## DIRECTION:
Each line below should be reproduced without any alteration.

## MATERIAL PROVIDED:
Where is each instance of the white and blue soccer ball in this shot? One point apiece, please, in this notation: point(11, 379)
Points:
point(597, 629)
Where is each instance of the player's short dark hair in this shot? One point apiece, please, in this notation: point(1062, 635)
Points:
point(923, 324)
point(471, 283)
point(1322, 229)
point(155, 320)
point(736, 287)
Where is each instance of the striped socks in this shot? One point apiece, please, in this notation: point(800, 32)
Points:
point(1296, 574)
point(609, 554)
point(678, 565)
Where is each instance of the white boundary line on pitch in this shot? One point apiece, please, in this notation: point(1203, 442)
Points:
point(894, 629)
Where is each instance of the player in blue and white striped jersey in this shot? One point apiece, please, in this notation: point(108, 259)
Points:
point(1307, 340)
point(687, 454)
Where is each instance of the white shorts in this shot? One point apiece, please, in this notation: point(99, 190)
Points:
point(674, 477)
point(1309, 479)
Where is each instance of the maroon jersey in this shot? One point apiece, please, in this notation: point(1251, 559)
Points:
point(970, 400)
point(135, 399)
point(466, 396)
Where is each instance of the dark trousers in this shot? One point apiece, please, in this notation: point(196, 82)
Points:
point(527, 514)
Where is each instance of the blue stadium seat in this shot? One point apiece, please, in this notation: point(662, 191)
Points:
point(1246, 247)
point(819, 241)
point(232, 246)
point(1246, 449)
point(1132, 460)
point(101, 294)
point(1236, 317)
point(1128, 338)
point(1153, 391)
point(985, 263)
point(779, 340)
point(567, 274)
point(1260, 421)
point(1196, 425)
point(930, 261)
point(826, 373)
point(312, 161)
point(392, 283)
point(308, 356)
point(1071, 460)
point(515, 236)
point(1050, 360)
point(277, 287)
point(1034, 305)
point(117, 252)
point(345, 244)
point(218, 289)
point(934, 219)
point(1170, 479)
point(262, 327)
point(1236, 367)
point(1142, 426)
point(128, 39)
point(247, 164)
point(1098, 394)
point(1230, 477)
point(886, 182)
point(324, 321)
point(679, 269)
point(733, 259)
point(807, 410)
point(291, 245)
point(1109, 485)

## WRITTEN REPLY:
Where is each instance of the white and blue soccer ball in this shot? One point apiece, please, in this notation: point(11, 379)
Points:
point(597, 629)
Where is each instance of the player's short dark hair in this shot? One point apiece, please, in this notation: point(1062, 635)
Points:
point(923, 324)
point(471, 283)
point(1322, 229)
point(155, 320)
point(736, 287)
Where is each instance of the striped socks in this shot? One point apiece, please, in this notation: point(800, 32)
Points:
point(1296, 574)
point(609, 554)
point(678, 565)
Where is each instance of the white boundary line on pitch in this shot? One point apiece, please, in this notation: point(1203, 442)
Points:
point(894, 629)
Where is each instance of the player in blue and white striped jersey in this shot? One point apiece, please, in this notation: point(108, 259)
Points:
point(1307, 340)
point(687, 454)
Where is each instance of the white shorts in this shot? One point apiece, please, in this notation: point(99, 190)
Points:
point(674, 477)
point(1309, 479)
Where is each instance of the maroon jersey in this shot? One point apiece, please, in this notation: point(1251, 559)
Points:
point(970, 400)
point(135, 399)
point(466, 396)
Where is each instance of the dark trousers in this shot? One point apiece, please, in this notation: point(196, 82)
Points:
point(527, 514)
Where is each instance of the blue stadium seat in this shot? One point apiece, please, in this notation: point(662, 191)
Points:
point(1246, 247)
point(819, 241)
point(232, 246)
point(1246, 449)
point(1132, 460)
point(101, 294)
point(1236, 317)
point(1128, 338)
point(1153, 391)
point(985, 263)
point(779, 340)
point(567, 274)
point(1260, 421)
point(1196, 425)
point(930, 261)
point(826, 373)
point(312, 161)
point(392, 283)
point(308, 356)
point(1071, 460)
point(515, 236)
point(1050, 360)
point(277, 287)
point(1034, 305)
point(117, 252)
point(345, 244)
point(218, 289)
point(934, 219)
point(1170, 479)
point(262, 327)
point(1236, 367)
point(1142, 426)
point(128, 39)
point(247, 164)
point(1098, 394)
point(1230, 477)
point(886, 182)
point(324, 321)
point(679, 269)
point(733, 259)
point(807, 410)
point(291, 245)
point(1109, 485)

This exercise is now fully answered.